#### WRITTEN TASKS
• 1. Using the patent extract below, decide whether each statement agrees with it. Answer yes or no, and quote the words that decide it.
(a) FIG. 3 is used to explain a problem with a prior-art circuit board.
(b) FIG. 8a is a cross-sectional view.
(c) In claim 30, the bonding part and the fourth via electrode extend in the same direction from the fourth electrode.
• 2. Answer these questions from the patent extract below, giving each answer on its own line with the matching letter.
(a) Which claim does claim 29 depend on?
(b) What does FIG. 1d show?
(c) Under BEST MODE, when is a detailed description of related arts omitted?
--- START OF TEXT EXTRACT ---
29. The circuit board of claim 28, wherein the second via electrode, the fourth via electrode, the sixth via electrode, and the eighth via electrode overlap along the vertical direction.

30. The circuit board of claim 11, further comprising: a bonding part disposed on the fourth electrode; and an interposer or semiconductor device disposed on the bonding part, wherein the bonding part and the fourth via electrode extend in different directions from the fourth electrode.

Description

DESCRIPTION OF DRAWINGS

[0035] FIG. 1a is a cross-sectional view showing a semiconductor package according to a first embodiment.

[0036] FIG. 1b is a cross-sectional view showing a semiconductor package according to a second embodiment.

[0037] FIG. 1c is a cross-sectional view showing a semiconductor package according to a third embodiment.

[0038] FIG. 1d is a cross-sectional view showing a semiconductor package according to a fourth embodiment.

[0039] FIG. 1e is a cross-sectional view showing a semiconductor package according to a fifth embodiment.

[0040] FIG. 1f is a cross-sectional view showing a semiconductor package according to a sixth embodiment.

[0041] FIG. 1g is a cross-sectional view showing a semiconductor package according to a seventh embodiment.

[0042] FIG. 2a is a cross-sectional view showing a circuit board according to a first embodiment.

[0043] FIG. 2b is a cross-sectional view showing a circuit board according to a second embodiment.

[0044] FIG. 3 is a drawing for explaining a problem of a circuit board according to a prior art.

[0045] FIG. 4 is a cross-sectional view showing an arrangement structure of an electrode part according to a first embodiment.

[0046] FIG. 5 is a cross-sectional view showing an arrangement structure of an electrode part according to a second embodiment.

[0047] FIG. 6 is a cross-sectional view showing an arrangement structure of an electrode part according to a third embodiment.

[0048] FIG. 7 is a cross-sectional view showing an arrangement structure of an electrode part according to a fourth embodiment.

[0049] FIG. 8a is a plan view for explaining an arrangement structure of an electrode part according to an embodiment.

[0050] FIG. 8b is a cross-sectional view for explaining an arrangement structure of an electrode part according to an embodiment.

[0051] FIG. 9 is a cross-sectional view showing an arrangement structure of an electrode part according to a fourth embodiment.

BEST MODE

[0052] Hereinafter, exemplary embodiments of the present invention will be described in detail with reference to the accompanying drawings, wherein like reference numerals are used to designate identical or similar elements, and redundant description thereof will be omitted. The suffix module and portion of the components used in the following description are only given or mixed in consideration of ease of preparation of the description, and there is no meaning or role to be distinguished as it is from one another. Also, in the following description of the embodiments of the present invention, a detailed description of related arts will be omitted when it is determined that the gist of the embodiments disclosed herein may be obscured. Also, the accompanying drawings are included to provide a further understanding of the invention, are incorporated in, and constitute a part of this description, and it should be understood that the invention is intended to cover all modifications, equivalents, or alternatives falling within the spirit and scope of the invention.
--- END OF TEXT EXTRACT ---
--- START OF DATA BLOCK ---
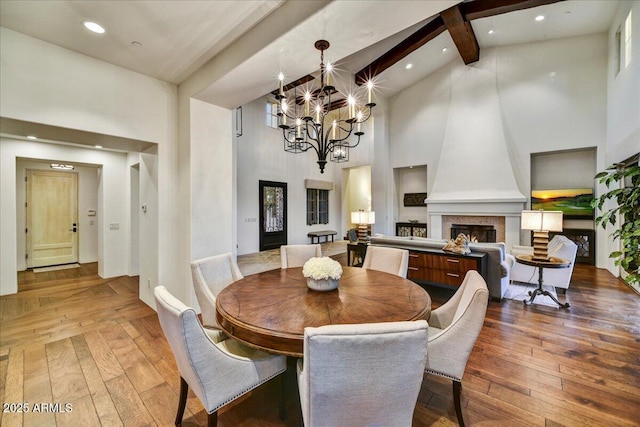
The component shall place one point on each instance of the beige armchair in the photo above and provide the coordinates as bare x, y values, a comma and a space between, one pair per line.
--- END OF DATA BLOCK ---
#### THE SOLUTIONS
• 1.
(a) Yes: "FIG. 3 is a drawing for explaining a problem of a circuit board according to a prior art."
(b) No: "FIG. 8a is a plan view for explaining an arrangement structure of an electrode part according to an embodiment."
(c) No: "the bonding part and the fourth via electrode extend in different directions from the fourth electrode."

• 2.
(a) Claim 28.
(b) A cross-sectional view of a semiconductor package according to a fourth embodiment.
(c) When it is determined that the gist of the embodiments disclosed herein may be obscured.